(Beginning of Records shown)

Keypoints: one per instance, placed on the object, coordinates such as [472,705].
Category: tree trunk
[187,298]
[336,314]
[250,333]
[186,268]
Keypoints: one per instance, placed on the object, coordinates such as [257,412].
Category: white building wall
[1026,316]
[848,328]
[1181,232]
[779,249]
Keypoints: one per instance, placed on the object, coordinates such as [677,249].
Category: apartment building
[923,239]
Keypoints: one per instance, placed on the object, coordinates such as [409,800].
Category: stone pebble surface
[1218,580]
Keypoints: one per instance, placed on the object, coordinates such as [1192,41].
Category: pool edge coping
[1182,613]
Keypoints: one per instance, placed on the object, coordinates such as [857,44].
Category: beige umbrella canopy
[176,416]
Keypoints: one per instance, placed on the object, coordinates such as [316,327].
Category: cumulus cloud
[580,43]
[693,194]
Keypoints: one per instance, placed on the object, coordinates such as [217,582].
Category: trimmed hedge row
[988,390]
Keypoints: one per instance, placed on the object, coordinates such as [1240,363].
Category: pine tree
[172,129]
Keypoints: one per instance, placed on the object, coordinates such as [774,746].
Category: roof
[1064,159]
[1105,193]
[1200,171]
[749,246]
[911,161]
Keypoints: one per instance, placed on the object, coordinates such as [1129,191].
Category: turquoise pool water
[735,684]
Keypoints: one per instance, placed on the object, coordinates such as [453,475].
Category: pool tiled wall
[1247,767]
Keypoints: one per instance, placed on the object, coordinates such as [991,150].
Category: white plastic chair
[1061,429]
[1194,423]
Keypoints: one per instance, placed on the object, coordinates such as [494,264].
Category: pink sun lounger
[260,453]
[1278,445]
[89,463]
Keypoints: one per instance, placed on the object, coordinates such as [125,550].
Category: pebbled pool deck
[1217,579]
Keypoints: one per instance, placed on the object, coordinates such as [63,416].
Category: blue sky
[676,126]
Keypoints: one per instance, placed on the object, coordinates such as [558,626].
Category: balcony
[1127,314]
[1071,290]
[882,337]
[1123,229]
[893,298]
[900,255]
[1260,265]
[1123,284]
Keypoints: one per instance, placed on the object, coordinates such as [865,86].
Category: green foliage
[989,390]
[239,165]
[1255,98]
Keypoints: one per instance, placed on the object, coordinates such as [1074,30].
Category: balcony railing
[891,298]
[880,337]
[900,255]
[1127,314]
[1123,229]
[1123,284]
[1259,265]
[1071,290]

(End of Records shown)

Work item
The entries above must be output exactly, with every line preserved.

Solved problem
Keypoints: one per instance, placed on the object, coordinates such as [472,705].
Category: tree trunk
[187,298]
[336,314]
[250,333]
[186,268]
Keypoints: one per instance, placed on the object, coordinates such as [257,412].
Category: white building wall
[1026,316]
[848,328]
[1181,232]
[779,249]
Keypoints: one per instance, placed on the object, coordinates such as [677,249].
Category: apartment building
[923,239]
Keypoints: one per instance, placed on the object, coordinates such as [409,800].
Category: stone pebble surface
[1218,580]
Keypoints: one per instance, placed on the object, coordinates such as [1192,41].
Category: pool edge coping
[1182,613]
Keypoints: one per instance, placed on the object, coordinates such as [857,44].
Category: beige umbrella canopy
[176,416]
Keypoints: one per instance, placed on the object, coordinates such as [316,327].
Category: cumulus cloud
[580,43]
[693,194]
Keypoints: one per instance, placed on the object, coordinates such as [217,582].
Category: trimmed hedge row
[988,390]
Keypoints: one per instance, placed on the object, coordinates such as [1240,363].
Category: pine tree
[172,129]
Keypoints: one per instance, placed on the object, coordinates such as [774,746].
Category: roof
[1064,159]
[1105,193]
[1200,171]
[749,246]
[911,161]
Keypoints: one per instance, placed on the object, coordinates such as [1129,191].
Category: turquoise pool water
[735,684]
Keypoints: one per instance, placed on the object, coordinates such as [453,475].
Category: pool tiled wall
[1247,767]
Keypoints: one per instance, placed on the object, coordinates such as [991,150].
Category: white plastic chair
[1061,429]
[1194,423]
Keypoints: one per instance, placed on the object, coordinates such as [494,264].
Category: pink sun lounger
[260,453]
[1278,445]
[89,463]
Keypoints: one per instance, placed on the object, coordinates such as [125,550].
Category: pebbled pool deck
[1217,579]
Keypoints: one per instance, placed on the object, coordinates such as [63,416].
Category: blue sky
[676,126]
Keypoints: one per instance, placed on the object, coordinates such as [558,626].
Category: balcony
[1127,314]
[1071,290]
[882,337]
[1123,229]
[893,298]
[900,255]
[1260,265]
[1123,284]
Keypoints: one per instance, placed on the object, coordinates such as [865,86].
Category: green foliage
[989,390]
[239,165]
[1255,98]
Keypoints: one per instance, placed on the object, coordinates such as [1074,30].
Category: balcony railing
[891,298]
[880,337]
[900,255]
[1127,314]
[1123,229]
[1123,284]
[1259,265]
[1071,290]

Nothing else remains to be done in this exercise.